--- EXERCISE DATA Enclosed Below ---
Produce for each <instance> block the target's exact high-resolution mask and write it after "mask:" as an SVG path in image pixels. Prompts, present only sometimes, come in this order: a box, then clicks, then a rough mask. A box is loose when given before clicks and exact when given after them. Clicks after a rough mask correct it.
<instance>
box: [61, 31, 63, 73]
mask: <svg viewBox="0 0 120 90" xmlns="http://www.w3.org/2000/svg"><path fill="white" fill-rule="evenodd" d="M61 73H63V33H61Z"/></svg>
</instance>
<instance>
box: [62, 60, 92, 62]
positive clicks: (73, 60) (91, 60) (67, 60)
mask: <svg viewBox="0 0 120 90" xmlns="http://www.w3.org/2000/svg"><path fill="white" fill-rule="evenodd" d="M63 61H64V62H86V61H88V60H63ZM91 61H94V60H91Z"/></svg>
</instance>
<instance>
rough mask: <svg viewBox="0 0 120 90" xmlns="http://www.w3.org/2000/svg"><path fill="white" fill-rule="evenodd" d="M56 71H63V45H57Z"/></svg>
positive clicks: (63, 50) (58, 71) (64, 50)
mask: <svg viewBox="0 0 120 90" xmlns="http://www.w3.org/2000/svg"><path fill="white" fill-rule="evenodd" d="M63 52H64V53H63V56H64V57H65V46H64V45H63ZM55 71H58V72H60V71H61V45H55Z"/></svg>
--- End of Enclosed EXERCISE DATA ---
▸ **EXERCISE**: Copy all lines from the data above that contain the word "rough".

▸ **ANSWER FOR THIS EXERCISE**:
Produce for each <instance> block the target's exact high-resolution mask and write it after "mask:" as an SVG path in image pixels. Prompts, present only sometimes, come in this order: a box, then clicks, then a rough mask. A box is loose when given before clicks and exact when given after them. Clicks after a rough mask correct it.
rough mask: <svg viewBox="0 0 120 90" xmlns="http://www.w3.org/2000/svg"><path fill="white" fill-rule="evenodd" d="M56 71H63V45H57Z"/></svg>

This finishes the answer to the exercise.